[Start of Material provided]

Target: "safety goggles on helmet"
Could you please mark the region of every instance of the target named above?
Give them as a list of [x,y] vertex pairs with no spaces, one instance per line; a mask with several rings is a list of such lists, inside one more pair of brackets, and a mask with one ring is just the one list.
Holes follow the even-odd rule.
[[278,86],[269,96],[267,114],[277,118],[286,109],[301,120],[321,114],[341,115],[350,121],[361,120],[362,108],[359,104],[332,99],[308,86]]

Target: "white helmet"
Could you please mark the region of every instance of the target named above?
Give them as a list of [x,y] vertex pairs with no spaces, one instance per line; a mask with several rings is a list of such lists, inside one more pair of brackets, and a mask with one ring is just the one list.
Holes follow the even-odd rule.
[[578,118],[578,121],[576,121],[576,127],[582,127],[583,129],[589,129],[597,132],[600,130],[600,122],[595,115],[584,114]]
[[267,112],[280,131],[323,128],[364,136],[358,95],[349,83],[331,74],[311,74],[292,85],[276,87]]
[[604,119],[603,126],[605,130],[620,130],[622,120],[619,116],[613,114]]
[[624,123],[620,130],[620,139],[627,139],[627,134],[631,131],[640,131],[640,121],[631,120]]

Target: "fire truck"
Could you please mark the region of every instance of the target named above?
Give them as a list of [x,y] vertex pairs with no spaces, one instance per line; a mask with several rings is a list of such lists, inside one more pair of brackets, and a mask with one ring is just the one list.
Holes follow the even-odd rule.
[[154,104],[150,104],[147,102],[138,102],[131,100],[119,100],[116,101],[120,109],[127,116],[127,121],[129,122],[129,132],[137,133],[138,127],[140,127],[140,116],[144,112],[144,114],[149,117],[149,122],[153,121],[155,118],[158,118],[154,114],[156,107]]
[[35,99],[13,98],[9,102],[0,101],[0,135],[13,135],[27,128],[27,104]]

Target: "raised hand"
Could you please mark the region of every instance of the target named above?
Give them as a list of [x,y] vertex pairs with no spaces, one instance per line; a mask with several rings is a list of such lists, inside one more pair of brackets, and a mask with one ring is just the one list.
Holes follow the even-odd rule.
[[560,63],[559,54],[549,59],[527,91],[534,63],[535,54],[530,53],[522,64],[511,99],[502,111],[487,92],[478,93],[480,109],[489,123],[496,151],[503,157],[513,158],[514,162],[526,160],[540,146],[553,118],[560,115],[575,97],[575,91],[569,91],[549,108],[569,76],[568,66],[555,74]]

[End of Material provided]

**Set exercise**
Your task is to reproduce all of the records exactly.

**Solution to this problem**
Target: "safety goggles on helmet"
Could you please mark the region of every instance of the target named above?
Give them as a list of [x,y] vertex pairs with no spaces, one instance per line; a mask with several rings is a list of such lists, inside one more pair of brackets, and a mask with one ring is just the one list.
Holes follow the even-odd rule.
[[278,86],[269,96],[267,114],[277,118],[286,109],[301,120],[321,114],[341,115],[350,121],[361,120],[362,108],[359,104],[332,99],[308,86]]

Target: "white helmet"
Could you please mark the region of every instance of the target named above?
Give them as a list of [x,y] vertex pairs with no spaces, one instance per line; a mask with several rings is a list of such lists, inside one more pair of brackets, and a mask with one ring is just the one list.
Holes follow the even-odd rule.
[[578,118],[578,121],[576,121],[576,127],[582,127],[583,129],[589,129],[597,132],[600,130],[600,122],[595,115],[584,114]]
[[267,112],[280,131],[323,128],[364,136],[358,95],[349,83],[331,74],[311,74],[292,85],[276,87]]
[[604,119],[603,126],[605,130],[620,130],[622,120],[619,116],[613,114]]
[[624,123],[620,130],[620,139],[627,139],[627,134],[631,131],[640,131],[640,121],[631,120]]

Target: "fire truck"
Could you please mark the region of every instance of the target named above?
Give them as a list of [x,y] vertex pairs with no spaces, one instance per line; a mask with several rings is a list of such lists, inside one more pair of brackets, and a mask with one ring is just the one list.
Holes follow the even-odd rule.
[[154,104],[150,104],[147,102],[138,102],[131,100],[119,100],[116,101],[120,109],[127,116],[127,121],[129,122],[129,132],[137,133],[138,127],[140,127],[140,116],[144,112],[144,114],[149,117],[149,122],[153,121],[155,118],[158,118],[154,114],[156,107]]
[[35,99],[13,98],[9,102],[0,101],[0,135],[13,135],[27,128],[27,104]]

Target: "raised hand"
Could you please mark the region of every instance of the target named above?
Give them as a list of [x,y] vertex pairs with no spaces, one instance per line; a mask with several rings is a list of such lists, inside one more pair of brackets, and a mask with one ring is just the one list.
Holes follow the even-odd rule.
[[560,63],[559,54],[549,59],[527,91],[534,63],[535,54],[530,53],[522,64],[511,99],[502,111],[487,92],[478,93],[480,109],[489,123],[496,151],[503,157],[513,158],[514,162],[526,160],[540,146],[553,118],[560,115],[575,97],[575,91],[569,91],[549,108],[569,76],[568,66],[555,74]]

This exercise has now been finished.